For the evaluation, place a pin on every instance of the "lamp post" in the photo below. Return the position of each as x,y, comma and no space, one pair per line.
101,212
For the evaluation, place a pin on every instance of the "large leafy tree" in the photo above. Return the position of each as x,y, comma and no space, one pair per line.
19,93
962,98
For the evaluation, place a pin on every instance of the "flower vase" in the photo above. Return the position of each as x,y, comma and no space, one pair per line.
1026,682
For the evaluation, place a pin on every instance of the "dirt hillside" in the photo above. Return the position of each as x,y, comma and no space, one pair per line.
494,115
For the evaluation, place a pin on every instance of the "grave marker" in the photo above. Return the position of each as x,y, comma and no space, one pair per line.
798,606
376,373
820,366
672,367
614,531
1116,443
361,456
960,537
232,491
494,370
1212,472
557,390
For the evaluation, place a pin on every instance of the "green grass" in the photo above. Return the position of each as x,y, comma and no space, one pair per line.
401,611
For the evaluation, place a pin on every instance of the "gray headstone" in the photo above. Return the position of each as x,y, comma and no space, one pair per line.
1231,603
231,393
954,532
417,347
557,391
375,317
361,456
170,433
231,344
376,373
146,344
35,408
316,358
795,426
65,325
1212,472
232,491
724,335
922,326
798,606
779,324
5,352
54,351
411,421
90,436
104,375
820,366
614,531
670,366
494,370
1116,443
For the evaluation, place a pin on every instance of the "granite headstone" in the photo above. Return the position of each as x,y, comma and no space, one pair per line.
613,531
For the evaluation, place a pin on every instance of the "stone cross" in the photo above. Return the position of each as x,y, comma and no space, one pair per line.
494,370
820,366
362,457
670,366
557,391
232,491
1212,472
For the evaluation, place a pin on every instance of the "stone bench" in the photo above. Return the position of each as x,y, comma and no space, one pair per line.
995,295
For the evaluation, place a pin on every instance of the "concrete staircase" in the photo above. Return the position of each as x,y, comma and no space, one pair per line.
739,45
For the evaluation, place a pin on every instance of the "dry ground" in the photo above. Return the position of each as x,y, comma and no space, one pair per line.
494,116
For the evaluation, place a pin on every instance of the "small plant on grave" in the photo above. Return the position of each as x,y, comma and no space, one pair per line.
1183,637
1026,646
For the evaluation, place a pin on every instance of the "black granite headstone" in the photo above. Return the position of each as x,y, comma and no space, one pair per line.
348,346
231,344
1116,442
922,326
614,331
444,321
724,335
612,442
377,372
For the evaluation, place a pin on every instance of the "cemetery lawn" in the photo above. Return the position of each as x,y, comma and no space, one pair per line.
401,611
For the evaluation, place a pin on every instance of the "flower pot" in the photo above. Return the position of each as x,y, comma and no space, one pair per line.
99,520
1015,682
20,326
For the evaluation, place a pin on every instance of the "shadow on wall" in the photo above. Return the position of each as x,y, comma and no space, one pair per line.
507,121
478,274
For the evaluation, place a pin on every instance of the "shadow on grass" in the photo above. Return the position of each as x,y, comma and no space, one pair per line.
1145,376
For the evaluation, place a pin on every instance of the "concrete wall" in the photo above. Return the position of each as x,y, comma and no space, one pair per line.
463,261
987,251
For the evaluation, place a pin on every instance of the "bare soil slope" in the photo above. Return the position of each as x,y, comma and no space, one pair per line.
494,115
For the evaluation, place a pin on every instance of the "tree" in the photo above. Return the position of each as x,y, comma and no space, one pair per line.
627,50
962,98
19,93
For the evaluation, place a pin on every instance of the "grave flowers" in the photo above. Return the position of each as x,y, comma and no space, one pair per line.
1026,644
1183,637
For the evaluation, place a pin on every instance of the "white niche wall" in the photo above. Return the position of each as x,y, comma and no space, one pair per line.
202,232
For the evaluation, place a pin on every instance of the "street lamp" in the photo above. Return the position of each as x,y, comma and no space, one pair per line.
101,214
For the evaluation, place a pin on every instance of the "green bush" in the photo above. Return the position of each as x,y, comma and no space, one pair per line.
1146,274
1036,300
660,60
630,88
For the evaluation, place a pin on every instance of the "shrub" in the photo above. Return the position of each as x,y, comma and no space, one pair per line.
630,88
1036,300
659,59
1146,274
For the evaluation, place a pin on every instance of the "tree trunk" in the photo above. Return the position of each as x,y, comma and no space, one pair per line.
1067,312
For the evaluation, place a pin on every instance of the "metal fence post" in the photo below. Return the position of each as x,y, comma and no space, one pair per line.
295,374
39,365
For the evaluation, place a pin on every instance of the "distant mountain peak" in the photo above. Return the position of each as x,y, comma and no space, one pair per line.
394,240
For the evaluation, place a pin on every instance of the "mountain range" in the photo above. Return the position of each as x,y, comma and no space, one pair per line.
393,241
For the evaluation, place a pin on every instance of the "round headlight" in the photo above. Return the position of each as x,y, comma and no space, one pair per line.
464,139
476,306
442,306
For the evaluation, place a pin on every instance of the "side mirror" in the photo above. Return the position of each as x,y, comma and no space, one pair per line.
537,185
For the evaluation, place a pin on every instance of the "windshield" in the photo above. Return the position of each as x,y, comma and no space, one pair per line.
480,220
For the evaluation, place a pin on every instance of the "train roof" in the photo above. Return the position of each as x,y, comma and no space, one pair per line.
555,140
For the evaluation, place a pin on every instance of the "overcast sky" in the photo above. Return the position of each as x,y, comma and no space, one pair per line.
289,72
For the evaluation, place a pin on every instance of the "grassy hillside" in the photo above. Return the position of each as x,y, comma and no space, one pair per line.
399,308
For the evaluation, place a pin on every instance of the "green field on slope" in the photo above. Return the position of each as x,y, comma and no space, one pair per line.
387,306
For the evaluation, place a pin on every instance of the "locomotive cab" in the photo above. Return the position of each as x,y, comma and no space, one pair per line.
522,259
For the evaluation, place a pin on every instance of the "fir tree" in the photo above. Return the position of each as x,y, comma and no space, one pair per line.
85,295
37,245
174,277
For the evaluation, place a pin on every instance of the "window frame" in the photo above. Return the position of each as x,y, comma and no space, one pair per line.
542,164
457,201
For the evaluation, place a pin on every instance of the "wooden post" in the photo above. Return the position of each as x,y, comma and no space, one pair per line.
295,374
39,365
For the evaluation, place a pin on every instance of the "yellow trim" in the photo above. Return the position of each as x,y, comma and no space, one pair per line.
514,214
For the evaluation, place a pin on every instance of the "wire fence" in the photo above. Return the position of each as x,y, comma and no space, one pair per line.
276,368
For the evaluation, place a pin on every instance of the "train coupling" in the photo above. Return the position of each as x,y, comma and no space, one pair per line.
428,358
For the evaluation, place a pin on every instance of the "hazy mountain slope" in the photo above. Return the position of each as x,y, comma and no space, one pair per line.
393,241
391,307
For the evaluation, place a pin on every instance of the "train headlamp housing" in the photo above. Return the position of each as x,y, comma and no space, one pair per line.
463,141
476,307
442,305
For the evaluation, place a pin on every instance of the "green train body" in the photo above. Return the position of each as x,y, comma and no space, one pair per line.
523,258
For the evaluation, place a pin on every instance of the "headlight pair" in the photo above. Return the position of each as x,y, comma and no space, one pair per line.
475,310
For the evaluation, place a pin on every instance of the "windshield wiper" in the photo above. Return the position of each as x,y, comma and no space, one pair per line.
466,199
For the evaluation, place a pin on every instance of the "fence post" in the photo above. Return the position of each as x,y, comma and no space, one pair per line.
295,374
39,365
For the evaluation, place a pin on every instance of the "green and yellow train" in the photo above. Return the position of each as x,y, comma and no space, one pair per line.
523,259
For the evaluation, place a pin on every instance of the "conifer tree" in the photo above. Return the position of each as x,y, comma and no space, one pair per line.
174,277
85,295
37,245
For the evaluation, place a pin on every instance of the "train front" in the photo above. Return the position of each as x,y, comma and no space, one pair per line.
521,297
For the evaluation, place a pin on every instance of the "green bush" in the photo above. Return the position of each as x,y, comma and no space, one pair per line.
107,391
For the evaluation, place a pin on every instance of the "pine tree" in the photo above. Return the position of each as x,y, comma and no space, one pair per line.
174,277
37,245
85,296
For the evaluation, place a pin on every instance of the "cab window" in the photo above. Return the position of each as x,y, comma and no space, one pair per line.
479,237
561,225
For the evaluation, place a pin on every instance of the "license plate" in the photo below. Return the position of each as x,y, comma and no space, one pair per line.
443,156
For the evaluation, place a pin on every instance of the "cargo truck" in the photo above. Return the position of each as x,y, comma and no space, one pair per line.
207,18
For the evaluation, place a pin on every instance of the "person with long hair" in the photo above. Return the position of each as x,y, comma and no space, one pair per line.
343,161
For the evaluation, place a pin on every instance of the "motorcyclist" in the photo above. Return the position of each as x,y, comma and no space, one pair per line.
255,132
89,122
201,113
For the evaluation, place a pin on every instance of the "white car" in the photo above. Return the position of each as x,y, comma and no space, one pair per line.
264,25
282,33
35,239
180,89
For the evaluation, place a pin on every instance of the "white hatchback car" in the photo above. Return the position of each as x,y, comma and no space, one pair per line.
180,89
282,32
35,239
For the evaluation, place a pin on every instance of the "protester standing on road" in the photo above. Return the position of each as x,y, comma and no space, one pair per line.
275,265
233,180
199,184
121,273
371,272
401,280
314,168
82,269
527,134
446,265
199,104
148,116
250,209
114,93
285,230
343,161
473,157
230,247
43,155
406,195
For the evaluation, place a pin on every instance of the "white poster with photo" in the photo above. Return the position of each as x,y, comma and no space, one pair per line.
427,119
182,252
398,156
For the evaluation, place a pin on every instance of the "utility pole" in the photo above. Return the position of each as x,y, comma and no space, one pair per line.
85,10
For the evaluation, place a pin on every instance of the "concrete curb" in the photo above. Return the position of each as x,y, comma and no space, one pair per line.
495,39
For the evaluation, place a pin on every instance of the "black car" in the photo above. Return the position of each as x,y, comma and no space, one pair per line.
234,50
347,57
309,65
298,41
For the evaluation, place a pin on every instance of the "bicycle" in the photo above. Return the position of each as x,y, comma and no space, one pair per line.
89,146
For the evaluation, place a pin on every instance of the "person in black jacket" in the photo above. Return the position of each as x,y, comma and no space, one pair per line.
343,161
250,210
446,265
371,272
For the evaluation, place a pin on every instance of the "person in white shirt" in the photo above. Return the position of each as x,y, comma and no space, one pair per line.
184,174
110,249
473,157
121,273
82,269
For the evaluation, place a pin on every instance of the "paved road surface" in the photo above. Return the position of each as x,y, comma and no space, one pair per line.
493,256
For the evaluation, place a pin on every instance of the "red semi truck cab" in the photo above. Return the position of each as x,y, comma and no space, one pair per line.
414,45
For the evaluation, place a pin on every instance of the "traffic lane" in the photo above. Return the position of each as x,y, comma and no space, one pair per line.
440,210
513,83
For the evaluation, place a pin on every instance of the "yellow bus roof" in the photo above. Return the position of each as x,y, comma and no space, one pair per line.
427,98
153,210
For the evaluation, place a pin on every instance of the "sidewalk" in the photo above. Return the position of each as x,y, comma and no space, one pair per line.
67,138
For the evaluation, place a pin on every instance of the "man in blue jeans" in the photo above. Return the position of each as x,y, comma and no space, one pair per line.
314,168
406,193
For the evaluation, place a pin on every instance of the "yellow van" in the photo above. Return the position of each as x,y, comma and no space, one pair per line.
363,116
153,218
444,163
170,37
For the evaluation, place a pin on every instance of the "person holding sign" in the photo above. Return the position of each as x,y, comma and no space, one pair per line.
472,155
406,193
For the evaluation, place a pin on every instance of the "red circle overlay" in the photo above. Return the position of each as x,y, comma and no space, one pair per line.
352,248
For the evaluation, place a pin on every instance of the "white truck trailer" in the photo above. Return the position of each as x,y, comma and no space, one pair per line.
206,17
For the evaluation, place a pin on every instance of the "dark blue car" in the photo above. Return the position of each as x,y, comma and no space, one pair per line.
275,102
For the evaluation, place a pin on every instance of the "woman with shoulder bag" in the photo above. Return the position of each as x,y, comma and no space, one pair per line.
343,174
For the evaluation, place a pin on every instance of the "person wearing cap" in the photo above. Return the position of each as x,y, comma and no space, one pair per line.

▶ [Set task]:
Identify each line of the records above that contains the word "with", treating uppercase and lowercase letters as distinct, and copy every such line in full.

▶ [Task response]:
For the evaluation, place a pin on every instance of the "person with long hair" in the photo above. Return the position of each as x,y, comma and no space, one pair per line.
For the evaluation, place a pin on every instance of the "white poster with photo" in the photo above. Return the position of each as x,y, comma and no space, one pair per line.
For the evaluation, place a pin on every instance of the "woman with shoulder bag" in the photo above. Return the position of each as x,y, comma and no space, one pair per line.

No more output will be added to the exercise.